▽

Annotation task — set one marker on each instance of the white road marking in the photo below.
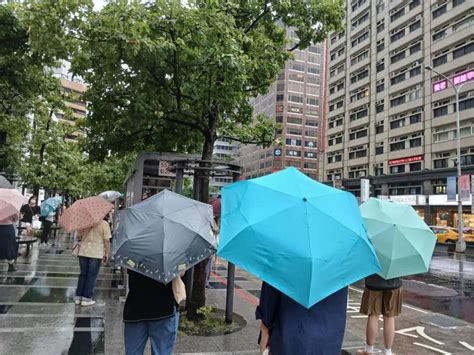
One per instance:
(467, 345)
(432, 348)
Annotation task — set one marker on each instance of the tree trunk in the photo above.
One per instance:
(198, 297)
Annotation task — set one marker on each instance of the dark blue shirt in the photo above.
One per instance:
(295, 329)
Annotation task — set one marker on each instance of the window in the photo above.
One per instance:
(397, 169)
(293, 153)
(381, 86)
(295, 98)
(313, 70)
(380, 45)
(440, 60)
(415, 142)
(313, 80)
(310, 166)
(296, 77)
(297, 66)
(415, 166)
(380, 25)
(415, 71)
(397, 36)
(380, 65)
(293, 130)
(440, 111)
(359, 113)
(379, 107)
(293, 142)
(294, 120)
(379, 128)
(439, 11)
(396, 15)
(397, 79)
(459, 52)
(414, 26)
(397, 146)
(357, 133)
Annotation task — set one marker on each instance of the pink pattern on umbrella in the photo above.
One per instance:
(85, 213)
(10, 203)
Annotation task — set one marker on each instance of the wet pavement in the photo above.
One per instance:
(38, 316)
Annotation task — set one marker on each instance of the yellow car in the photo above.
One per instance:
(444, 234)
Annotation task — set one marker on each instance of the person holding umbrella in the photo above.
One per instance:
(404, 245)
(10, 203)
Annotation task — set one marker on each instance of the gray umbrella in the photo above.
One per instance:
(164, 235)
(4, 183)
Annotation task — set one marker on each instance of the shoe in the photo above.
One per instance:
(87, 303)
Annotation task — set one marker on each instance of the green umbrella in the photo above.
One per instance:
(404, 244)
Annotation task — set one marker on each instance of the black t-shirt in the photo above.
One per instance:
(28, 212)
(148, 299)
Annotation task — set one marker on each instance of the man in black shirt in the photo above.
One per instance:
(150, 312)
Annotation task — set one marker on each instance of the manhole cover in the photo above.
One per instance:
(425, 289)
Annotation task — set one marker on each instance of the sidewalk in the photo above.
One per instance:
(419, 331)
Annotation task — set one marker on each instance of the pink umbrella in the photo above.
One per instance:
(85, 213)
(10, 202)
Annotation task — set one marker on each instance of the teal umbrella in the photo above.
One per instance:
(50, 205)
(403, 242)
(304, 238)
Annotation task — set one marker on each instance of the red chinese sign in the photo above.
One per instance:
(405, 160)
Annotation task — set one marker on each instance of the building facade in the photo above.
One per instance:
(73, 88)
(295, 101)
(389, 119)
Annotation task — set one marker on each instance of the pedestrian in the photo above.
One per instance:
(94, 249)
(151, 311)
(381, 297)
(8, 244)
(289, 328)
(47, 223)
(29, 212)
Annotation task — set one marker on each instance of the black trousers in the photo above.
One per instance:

△
▽

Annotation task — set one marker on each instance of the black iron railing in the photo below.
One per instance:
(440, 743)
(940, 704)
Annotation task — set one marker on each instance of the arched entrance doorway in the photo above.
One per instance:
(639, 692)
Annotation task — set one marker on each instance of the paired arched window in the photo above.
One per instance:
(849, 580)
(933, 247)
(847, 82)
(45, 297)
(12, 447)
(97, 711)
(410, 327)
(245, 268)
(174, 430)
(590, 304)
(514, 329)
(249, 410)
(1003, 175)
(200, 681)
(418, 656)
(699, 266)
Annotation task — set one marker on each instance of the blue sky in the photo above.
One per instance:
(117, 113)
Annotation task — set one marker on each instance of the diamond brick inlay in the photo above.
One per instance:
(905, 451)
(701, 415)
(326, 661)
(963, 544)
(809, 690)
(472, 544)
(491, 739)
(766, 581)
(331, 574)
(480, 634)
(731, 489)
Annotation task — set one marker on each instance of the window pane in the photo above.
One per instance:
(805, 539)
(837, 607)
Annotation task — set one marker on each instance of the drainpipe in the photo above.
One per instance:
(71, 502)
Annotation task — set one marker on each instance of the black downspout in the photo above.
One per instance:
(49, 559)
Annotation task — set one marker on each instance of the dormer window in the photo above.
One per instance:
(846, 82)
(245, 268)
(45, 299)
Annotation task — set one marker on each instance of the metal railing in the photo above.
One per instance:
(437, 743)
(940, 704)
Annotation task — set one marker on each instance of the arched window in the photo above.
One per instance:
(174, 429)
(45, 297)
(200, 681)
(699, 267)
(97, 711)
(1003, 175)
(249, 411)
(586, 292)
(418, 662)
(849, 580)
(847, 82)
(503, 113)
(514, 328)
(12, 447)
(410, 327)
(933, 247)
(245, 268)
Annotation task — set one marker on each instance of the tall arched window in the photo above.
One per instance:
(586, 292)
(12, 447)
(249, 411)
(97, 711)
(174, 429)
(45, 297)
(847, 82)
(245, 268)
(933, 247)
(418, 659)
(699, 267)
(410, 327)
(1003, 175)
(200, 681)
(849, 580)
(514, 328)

△

> [TASK ITEM]:
Look at the records above. Copy every line where the string "below" occurs.

> [TASK RESPONSE]:
Annotation task — set one marker on each instance of the white road marking in the photo below.
Annotation task — set one marker on each instance of the black iron railing in the photo below.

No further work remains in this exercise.